▶ Short exercise: Copy the following items line for line, without any changes.
* Start *
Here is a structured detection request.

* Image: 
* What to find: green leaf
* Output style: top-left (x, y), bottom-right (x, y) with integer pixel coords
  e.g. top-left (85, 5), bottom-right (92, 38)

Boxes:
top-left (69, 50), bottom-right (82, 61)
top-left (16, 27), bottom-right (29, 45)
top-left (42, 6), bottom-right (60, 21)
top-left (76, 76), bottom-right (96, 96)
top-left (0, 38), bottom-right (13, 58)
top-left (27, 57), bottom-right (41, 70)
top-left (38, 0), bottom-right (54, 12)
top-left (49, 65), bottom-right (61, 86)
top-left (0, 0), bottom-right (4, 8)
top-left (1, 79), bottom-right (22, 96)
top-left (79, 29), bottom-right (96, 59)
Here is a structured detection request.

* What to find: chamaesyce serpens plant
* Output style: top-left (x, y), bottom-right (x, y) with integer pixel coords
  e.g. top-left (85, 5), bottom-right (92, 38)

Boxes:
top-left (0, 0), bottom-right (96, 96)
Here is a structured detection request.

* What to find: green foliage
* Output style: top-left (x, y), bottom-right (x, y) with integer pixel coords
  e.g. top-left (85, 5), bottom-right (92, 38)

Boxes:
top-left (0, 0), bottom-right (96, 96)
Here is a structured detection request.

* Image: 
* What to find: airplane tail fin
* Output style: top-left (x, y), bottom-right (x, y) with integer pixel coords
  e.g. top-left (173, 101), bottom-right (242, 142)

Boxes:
* End *
▶ Task output:
Here is a structured detection request.

* Image: 
* What to find: green leaf
* Output style: top-left (x, y), bottom-right (x, y) with integer pixel coords
  e.g. top-left (85, 5), bottom-right (92, 38)

Boxes:
top-left (69, 50), bottom-right (82, 61)
top-left (16, 27), bottom-right (29, 45)
top-left (42, 6), bottom-right (60, 21)
top-left (76, 76), bottom-right (96, 96)
top-left (0, 38), bottom-right (13, 58)
top-left (27, 57), bottom-right (41, 70)
top-left (38, 0), bottom-right (54, 12)
top-left (49, 65), bottom-right (61, 86)
top-left (0, 0), bottom-right (4, 8)
top-left (1, 79), bottom-right (22, 96)
top-left (79, 29), bottom-right (96, 59)
Here is a structured detection request.

* What to find: chamaesyce serpens plant
* Output style: top-left (x, y), bottom-right (x, y) with integer pixel coords
  e.g. top-left (85, 5), bottom-right (92, 38)

Boxes:
top-left (0, 0), bottom-right (96, 96)
Here is a structured detection request.

* What to find: green foliage
* Output style: top-left (x, y), bottom-right (x, y) with integer pixel coords
  e.g. top-left (85, 5), bottom-right (92, 38)

Boxes:
top-left (0, 0), bottom-right (96, 96)
Here is a structured detection request.

* Image: 
* What to find: airplane tail fin
* Output style: top-left (x, y), bottom-right (x, y) with integer pixel coords
  e.g. top-left (173, 101), bottom-right (242, 142)

Boxes:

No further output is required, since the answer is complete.